● **Задания**
- A) Почему, согласно тексту, любовь менее опасна, чем дружба? Ответьте одним–тремя предложениями.
- B) В чем, по тексту, состоит первейший долг писателя?

● **Текст для чтения**
Мориак описал эту мрачную комнату, «этот черный очаг и постель, где пальто служило покрывалом, эту восковую маску, сквозь которую, казалось, наш хозяин наблюдал, как мы едим, и только его волосы выглядели живыми. Сам он уже не участвовал в трапезах мира сего…». [243] Мало помалу «он обрубал последние швартовы». Теперь он знал, что первейший долг писателя — жить ради своего произведения; что дружба, вынуждая тратить на себя время, отвлекает от этого долга; что беседа — поверхностная болтовня, которая ничего не дает взамен». Вдохновение, глубокая мысль, «духовное прозрение» возможны лишь в одиночестве. Сама любовь не так опасна, как дружба, поскольку, будучи субъективной, не отвлекает нас от нас самих.

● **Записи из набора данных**
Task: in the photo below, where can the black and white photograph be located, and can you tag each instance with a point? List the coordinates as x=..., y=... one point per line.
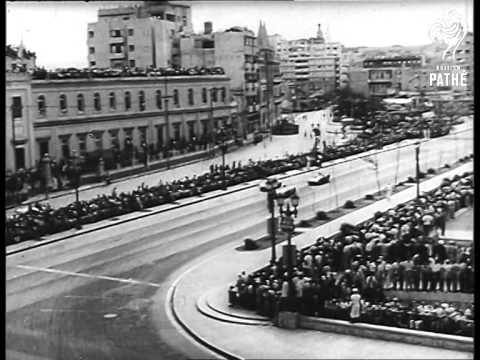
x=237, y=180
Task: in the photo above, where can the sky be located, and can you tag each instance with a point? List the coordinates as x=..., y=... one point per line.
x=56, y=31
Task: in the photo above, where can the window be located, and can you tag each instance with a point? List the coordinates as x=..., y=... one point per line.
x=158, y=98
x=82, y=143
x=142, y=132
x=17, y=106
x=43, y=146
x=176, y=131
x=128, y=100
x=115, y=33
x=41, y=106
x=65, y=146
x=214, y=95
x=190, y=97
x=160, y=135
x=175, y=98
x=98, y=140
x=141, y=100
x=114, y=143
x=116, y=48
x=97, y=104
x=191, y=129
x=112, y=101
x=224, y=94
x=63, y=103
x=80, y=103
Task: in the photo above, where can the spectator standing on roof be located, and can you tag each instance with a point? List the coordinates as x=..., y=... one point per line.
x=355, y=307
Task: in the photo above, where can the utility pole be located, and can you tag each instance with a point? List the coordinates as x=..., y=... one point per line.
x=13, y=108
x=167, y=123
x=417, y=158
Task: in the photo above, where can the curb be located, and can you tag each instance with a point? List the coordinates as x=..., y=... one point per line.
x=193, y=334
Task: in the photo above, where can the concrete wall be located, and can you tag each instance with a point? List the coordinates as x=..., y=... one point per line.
==
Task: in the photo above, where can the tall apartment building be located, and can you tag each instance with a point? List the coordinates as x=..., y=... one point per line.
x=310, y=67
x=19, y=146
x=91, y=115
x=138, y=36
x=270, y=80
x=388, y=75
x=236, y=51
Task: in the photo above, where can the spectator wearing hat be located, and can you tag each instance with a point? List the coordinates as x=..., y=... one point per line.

● **Ответы к упражнению**
- A) Любовь субъективна, поэтому она не отвлекает нас от нас самих. Дружба же заставляет тратить на себя время и тем отвлекает писателя от его первейшего долга — жить ради своего произведения.

- B) Жить ради своего произведения.